• **AIM OF THE EXERCISE**
Look below for the line with "Where can the cloud". Extract that line and each one after it through the last, word for word.

Start of LISTED RECORDS

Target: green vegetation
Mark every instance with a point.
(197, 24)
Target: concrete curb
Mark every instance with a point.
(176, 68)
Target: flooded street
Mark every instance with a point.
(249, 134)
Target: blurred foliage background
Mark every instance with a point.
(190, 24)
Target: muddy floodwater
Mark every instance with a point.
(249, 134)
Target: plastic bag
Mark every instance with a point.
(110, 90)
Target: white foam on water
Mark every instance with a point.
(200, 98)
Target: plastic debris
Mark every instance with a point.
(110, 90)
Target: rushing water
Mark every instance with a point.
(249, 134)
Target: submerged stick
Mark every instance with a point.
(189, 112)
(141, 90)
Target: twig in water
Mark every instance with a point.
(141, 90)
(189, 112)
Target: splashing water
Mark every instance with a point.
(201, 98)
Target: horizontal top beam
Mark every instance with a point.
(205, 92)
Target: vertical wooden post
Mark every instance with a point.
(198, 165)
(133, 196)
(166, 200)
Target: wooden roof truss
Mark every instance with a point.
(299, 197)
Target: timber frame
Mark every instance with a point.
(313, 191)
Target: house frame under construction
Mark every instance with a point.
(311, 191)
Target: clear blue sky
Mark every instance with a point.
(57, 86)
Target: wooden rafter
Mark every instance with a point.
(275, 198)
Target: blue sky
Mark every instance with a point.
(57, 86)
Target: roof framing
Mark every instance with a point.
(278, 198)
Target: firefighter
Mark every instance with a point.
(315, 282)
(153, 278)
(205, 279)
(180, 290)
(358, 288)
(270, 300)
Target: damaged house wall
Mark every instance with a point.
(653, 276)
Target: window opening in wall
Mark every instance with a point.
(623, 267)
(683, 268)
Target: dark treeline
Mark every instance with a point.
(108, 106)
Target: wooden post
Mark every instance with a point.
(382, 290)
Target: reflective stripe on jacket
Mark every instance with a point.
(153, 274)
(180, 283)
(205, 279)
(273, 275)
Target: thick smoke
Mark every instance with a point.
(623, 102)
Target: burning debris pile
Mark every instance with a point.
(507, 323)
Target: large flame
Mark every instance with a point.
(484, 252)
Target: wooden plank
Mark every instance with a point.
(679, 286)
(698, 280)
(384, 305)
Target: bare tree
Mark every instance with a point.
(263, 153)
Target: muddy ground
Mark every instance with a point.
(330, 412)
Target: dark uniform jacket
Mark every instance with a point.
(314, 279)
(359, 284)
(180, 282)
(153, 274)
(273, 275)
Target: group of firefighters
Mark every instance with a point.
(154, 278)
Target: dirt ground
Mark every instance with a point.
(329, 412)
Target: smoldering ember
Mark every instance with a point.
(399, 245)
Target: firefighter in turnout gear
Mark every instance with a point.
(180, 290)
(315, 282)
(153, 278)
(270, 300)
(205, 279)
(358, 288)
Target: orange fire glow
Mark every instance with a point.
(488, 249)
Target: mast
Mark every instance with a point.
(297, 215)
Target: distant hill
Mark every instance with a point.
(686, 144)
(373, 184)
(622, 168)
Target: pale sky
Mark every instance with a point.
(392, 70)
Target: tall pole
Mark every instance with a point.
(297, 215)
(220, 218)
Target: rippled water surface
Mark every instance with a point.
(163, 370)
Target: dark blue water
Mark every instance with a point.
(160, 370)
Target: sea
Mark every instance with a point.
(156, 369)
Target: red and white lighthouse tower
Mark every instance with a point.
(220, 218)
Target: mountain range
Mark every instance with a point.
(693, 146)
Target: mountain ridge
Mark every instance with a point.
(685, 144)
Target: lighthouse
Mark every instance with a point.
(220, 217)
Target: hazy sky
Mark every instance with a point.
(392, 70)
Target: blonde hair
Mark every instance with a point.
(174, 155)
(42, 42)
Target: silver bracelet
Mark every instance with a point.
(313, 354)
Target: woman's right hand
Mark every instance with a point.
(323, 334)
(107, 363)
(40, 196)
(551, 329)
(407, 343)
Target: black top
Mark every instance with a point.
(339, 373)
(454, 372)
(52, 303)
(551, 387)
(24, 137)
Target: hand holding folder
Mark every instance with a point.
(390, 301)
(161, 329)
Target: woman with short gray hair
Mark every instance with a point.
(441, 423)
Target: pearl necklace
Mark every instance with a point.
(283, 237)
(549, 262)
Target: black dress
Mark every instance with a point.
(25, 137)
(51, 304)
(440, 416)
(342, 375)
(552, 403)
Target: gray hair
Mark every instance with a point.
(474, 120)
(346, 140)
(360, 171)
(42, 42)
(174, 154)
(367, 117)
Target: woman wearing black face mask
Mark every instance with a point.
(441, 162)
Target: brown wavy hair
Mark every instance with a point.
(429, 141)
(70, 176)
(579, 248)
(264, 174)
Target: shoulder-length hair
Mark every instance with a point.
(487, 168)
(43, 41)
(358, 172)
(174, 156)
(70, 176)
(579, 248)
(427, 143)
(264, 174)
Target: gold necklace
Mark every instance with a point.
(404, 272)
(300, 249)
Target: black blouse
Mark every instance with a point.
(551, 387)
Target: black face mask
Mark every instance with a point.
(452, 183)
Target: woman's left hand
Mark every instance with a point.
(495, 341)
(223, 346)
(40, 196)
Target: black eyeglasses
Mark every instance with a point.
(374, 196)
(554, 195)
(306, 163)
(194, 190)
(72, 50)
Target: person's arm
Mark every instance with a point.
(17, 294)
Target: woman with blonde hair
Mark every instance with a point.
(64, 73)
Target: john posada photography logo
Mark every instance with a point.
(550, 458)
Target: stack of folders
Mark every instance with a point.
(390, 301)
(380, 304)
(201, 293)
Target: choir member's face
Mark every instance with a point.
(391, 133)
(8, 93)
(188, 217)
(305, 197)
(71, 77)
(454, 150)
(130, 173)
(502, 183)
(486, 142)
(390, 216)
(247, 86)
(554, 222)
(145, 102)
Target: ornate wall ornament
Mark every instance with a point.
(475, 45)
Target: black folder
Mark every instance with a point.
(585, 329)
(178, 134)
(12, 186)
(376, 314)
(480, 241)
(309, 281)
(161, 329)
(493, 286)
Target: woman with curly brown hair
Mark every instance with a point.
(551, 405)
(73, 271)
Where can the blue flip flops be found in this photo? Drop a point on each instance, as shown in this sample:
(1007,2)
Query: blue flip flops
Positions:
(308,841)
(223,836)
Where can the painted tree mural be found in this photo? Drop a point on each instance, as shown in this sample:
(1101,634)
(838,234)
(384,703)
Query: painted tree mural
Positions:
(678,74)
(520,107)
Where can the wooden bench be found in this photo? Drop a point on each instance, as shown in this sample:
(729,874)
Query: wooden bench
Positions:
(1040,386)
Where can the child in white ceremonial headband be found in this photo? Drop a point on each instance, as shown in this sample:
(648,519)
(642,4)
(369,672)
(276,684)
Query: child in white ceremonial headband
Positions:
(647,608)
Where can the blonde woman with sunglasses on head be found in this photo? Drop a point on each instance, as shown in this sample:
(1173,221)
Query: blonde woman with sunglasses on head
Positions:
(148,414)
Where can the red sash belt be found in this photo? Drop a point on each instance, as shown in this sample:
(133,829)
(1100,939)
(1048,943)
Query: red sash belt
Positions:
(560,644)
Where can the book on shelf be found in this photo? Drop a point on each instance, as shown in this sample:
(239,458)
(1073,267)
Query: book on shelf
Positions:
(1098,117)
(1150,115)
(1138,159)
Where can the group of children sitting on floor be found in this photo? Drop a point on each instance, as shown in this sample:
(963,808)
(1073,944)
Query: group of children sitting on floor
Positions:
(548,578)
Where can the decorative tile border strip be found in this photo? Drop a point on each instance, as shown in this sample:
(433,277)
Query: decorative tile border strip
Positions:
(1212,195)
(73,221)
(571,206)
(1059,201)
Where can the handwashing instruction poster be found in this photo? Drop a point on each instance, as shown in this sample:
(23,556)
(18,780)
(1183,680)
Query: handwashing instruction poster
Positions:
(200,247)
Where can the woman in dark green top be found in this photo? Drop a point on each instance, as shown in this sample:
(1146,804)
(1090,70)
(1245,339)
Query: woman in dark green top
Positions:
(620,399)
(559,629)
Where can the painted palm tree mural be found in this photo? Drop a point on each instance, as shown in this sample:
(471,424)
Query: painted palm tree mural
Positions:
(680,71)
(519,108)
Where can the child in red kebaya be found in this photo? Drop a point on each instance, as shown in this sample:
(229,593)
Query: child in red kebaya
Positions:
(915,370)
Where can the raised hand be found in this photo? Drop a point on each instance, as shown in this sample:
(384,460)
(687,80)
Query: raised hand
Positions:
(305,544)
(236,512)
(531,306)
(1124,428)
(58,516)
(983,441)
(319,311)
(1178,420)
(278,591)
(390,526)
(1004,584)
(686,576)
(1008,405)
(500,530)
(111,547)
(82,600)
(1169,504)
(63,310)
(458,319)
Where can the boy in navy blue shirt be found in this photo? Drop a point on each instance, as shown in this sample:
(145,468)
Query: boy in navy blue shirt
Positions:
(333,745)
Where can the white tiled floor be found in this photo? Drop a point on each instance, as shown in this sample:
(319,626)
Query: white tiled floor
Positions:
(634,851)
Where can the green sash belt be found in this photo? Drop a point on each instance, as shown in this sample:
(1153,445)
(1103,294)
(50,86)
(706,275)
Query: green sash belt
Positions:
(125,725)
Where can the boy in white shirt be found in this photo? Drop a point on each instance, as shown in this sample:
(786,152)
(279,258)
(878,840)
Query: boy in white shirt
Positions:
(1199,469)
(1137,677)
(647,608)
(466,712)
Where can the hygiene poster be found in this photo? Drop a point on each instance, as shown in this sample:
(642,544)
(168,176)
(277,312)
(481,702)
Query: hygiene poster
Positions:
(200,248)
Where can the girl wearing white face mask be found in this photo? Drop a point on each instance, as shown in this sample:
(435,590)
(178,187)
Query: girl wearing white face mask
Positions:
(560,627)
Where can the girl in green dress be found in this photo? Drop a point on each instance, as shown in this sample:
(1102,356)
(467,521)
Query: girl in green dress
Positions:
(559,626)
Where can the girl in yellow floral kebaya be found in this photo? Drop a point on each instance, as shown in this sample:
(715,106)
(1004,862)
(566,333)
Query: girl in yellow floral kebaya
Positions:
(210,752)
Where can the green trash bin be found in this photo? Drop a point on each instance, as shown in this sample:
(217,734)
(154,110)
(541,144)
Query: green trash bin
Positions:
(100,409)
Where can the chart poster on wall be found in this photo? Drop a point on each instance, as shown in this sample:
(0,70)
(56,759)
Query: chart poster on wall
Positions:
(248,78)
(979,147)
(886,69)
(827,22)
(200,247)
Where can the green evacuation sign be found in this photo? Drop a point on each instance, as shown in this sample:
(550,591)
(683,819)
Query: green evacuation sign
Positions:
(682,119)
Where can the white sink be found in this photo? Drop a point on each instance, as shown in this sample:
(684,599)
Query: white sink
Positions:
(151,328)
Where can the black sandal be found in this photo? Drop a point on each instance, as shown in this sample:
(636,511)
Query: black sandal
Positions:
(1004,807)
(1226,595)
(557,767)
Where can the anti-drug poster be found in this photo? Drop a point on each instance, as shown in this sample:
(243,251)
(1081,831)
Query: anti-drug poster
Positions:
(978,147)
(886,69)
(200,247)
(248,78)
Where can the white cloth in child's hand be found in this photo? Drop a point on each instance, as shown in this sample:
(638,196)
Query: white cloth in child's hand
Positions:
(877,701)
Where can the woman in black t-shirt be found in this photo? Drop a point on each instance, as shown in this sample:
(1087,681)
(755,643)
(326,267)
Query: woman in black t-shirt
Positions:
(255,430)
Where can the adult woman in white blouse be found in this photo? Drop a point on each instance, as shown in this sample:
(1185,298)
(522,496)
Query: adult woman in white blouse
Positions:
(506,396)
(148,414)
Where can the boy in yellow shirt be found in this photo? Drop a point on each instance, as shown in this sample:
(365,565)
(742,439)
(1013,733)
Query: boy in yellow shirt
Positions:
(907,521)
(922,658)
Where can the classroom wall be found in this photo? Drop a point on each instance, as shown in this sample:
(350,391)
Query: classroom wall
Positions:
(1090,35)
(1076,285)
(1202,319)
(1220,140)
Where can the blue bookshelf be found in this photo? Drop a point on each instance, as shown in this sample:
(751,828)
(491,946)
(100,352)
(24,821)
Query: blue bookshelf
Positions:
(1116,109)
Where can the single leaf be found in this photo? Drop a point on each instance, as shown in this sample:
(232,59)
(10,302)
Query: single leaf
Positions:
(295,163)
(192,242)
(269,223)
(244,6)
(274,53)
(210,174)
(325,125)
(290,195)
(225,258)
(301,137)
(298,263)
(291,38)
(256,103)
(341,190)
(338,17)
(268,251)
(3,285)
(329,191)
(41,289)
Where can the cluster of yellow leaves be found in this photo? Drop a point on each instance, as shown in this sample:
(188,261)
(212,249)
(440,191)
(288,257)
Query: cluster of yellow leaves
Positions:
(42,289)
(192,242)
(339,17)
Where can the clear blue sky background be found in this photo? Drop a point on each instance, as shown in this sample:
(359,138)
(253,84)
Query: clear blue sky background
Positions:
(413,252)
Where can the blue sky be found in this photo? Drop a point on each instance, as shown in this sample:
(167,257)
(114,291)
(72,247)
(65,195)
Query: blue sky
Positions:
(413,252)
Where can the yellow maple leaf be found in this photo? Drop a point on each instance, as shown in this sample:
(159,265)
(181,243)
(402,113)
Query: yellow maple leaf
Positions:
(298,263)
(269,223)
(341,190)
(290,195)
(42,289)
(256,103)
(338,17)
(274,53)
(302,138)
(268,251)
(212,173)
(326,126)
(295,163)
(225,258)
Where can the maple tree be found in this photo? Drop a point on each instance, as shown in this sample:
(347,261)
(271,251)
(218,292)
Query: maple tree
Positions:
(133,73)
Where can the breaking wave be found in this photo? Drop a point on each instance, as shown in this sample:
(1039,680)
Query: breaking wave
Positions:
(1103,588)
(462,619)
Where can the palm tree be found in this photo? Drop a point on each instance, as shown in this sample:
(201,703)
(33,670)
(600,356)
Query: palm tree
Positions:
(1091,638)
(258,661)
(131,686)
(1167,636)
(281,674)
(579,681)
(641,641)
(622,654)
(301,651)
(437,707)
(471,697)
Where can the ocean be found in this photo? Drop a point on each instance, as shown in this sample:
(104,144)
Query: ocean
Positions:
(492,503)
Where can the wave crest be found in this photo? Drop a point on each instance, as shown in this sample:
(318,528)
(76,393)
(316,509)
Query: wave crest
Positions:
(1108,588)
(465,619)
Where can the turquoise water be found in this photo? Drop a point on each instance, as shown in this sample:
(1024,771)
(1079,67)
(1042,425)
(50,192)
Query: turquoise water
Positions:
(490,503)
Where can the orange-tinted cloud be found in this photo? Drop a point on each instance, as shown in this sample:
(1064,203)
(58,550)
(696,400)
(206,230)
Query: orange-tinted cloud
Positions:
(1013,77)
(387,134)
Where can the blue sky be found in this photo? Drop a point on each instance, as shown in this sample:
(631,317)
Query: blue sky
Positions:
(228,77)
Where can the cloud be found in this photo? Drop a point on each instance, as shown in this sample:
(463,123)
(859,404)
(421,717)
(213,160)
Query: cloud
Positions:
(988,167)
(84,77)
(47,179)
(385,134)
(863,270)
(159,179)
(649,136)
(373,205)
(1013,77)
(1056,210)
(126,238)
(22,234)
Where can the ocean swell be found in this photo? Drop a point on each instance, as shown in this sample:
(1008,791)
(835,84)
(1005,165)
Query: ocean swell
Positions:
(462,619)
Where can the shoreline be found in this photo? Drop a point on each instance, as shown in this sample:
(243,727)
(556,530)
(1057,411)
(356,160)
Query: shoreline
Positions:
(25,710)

End of LISTED RECORDS

• **TASK SOLUTION**
Where can the cloud be found in this photo? Drop a point on each instance, as shown in this sample:
(463,123)
(859,404)
(421,717)
(213,160)
Query: cloud
Positions:
(988,167)
(84,77)
(47,179)
(385,134)
(863,270)
(159,179)
(649,136)
(373,205)
(1013,77)
(1056,210)
(126,238)
(22,234)
Where can the ocean swell be found in this photo? Drop a point on each instance, as shown in this sample:
(1008,791)
(835,84)
(1005,165)
Query: ocean swell
Positions:
(462,619)
Where can the shoreline be found in this photo? Drop a point on each instance, as shown in this sample:
(243,727)
(556,530)
(1057,411)
(356,160)
Query: shoreline
Positions:
(25,710)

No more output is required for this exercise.